Reproduce without changes every line of the items below, from the line containing "[tag] one dot per instance, sample [1072,50]." down through the end of the items, including both of those lines.
-- BEGIN INPUT DATA --
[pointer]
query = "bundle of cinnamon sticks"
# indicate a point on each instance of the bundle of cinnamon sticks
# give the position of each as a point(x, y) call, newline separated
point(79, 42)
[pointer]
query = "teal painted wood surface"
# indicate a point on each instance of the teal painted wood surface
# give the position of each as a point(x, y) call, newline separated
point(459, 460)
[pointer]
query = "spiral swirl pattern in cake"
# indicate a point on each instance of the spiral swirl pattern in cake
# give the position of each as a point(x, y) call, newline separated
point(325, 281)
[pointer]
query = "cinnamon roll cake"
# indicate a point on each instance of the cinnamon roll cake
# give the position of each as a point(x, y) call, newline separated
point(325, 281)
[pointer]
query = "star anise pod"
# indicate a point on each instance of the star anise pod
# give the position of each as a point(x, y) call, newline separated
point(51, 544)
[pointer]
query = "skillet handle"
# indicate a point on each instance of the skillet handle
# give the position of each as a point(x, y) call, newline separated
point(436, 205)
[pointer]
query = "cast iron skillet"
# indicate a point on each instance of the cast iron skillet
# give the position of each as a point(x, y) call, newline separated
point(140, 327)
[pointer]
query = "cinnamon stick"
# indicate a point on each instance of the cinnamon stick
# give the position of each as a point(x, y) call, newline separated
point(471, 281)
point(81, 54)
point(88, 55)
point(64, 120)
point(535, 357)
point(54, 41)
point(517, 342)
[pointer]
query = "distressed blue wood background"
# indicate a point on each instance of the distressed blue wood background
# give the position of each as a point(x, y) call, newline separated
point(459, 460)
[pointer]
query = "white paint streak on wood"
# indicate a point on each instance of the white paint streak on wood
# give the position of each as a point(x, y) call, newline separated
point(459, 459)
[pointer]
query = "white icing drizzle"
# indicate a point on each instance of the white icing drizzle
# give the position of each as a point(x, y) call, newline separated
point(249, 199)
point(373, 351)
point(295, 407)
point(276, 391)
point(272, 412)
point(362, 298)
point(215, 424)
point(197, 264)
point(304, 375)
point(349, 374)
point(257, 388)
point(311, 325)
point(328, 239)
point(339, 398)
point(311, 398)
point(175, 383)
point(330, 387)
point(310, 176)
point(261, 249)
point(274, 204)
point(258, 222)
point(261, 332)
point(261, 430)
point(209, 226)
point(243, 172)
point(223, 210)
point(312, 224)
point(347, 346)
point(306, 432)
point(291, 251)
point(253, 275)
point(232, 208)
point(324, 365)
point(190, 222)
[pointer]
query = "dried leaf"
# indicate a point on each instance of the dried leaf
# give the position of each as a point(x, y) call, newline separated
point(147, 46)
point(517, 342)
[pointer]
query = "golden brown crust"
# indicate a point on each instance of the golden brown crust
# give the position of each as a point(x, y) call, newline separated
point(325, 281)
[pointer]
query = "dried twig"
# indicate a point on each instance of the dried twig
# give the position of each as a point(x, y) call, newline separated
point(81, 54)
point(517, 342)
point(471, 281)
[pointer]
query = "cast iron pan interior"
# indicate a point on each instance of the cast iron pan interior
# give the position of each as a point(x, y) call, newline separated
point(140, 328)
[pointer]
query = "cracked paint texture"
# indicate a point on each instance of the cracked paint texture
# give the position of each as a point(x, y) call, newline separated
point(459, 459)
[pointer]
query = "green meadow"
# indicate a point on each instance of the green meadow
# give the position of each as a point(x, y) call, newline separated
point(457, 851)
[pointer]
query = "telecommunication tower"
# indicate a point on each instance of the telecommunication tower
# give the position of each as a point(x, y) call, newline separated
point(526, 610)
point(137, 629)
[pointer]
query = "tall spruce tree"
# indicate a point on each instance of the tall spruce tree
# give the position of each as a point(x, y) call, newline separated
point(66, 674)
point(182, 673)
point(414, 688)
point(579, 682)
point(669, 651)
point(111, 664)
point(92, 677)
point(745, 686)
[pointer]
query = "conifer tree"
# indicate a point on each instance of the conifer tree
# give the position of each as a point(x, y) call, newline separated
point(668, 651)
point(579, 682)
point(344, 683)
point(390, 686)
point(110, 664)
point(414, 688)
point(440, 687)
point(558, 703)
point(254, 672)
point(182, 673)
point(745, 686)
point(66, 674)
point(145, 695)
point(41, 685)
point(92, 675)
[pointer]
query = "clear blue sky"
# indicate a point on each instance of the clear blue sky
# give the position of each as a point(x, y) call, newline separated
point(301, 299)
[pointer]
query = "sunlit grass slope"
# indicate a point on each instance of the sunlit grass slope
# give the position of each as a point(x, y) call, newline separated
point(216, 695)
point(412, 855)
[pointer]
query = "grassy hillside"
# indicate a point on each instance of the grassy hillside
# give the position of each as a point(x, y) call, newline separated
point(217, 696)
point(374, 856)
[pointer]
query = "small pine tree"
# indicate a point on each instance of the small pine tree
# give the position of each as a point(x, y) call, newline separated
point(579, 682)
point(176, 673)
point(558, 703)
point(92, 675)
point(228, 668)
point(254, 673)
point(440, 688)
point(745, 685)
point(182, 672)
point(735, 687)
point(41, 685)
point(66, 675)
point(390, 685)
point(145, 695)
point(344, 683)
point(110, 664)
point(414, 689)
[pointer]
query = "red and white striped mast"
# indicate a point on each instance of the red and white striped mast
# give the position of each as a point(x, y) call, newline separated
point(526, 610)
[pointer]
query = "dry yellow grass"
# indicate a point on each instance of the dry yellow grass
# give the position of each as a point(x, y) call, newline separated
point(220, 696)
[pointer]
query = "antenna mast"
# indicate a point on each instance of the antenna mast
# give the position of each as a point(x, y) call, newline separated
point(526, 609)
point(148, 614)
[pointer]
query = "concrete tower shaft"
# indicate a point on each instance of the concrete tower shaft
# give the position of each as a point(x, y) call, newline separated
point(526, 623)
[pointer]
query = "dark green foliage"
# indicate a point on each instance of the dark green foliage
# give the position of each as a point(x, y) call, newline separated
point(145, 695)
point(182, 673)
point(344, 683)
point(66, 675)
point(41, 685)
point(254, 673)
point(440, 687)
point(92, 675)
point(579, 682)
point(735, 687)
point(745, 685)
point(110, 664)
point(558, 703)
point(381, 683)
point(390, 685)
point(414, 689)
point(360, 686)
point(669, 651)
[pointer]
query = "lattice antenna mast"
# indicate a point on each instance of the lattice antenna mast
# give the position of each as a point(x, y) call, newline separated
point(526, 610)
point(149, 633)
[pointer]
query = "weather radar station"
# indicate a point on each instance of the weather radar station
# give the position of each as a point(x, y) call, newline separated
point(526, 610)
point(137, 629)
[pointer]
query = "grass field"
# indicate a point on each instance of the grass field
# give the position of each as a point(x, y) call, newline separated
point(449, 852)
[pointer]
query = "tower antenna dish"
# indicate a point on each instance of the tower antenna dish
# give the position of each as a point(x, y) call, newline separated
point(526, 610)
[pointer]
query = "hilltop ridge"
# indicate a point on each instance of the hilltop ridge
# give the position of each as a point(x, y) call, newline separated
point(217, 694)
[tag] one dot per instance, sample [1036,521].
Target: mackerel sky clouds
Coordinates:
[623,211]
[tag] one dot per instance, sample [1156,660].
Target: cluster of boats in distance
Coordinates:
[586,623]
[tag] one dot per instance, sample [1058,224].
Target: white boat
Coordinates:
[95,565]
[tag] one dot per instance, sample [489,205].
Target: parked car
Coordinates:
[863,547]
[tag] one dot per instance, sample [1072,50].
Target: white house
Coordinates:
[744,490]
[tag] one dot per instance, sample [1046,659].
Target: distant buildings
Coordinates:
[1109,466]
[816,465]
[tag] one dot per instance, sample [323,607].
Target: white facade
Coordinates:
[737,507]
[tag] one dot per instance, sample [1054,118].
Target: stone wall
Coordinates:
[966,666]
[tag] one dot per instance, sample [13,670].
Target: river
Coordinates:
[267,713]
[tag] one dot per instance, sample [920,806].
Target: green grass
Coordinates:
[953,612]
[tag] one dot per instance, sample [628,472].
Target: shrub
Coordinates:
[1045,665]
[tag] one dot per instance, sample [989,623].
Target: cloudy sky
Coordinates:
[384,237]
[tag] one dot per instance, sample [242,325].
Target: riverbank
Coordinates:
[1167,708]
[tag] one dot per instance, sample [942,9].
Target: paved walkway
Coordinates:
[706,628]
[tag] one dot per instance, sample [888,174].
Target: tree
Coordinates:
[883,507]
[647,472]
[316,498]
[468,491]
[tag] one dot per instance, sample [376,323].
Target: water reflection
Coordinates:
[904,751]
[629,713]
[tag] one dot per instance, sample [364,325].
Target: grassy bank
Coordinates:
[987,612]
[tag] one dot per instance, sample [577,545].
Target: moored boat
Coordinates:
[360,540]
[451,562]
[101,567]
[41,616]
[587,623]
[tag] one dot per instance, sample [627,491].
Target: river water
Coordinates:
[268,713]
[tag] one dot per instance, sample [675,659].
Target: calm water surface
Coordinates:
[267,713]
-- END INPUT DATA --
EXERCISE SOLUTION
[tag] one dot per instance, sample [1072,50].
Target: white house
Coordinates:
[744,490]
[tag] one dot per instance, sample [1046,659].
Target: distant buildings
Coordinates:
[1109,466]
[816,465]
[tag] one dot per instance, sample [323,607].
Target: white facade
Coordinates:
[737,507]
[tag] one dot per instance, sample [1054,118].
Target: stone wall
Coordinates:
[966,666]
[tag] one dot per instance, sample [13,670].
Target: river
Coordinates:
[267,713]
[tag] one dot per instance, sample [920,806].
Target: green grass
Coordinates:
[953,612]
[tag] one dot per instance, sample [628,472].
Target: shrub
Coordinates:
[1045,665]
[tag] one dot per instance, sample [989,623].
Target: cloudy sky
Coordinates:
[384,237]
[tag] one dot per instance, sample [242,325].
Target: riverbank
Coordinates:
[1167,708]
[tag] one dot per instance, sample [942,9].
Target: paved walkway
Coordinates:
[706,628]
[tag] one dot per instance, sample [888,174].
Target: tree
Coordinates:
[883,507]
[647,472]
[316,498]
[468,491]
[tag] one dot per instance, sample [376,323].
Target: water reflection
Coordinates:
[904,751]
[629,713]
[tag] one dot per instance, sample [364,325].
Target: grassy bank
Coordinates:
[987,612]
[tag] one dot per instance, sample [577,545].
Target: moored boat
Coordinates:
[360,540]
[451,562]
[101,567]
[41,616]
[587,623]
[tag] one dot per instance, sample [627,491].
Target: river water
Coordinates:
[268,713]
[tag] one dot per instance, sample [675,659].
Target: calm water surface
Coordinates:
[267,713]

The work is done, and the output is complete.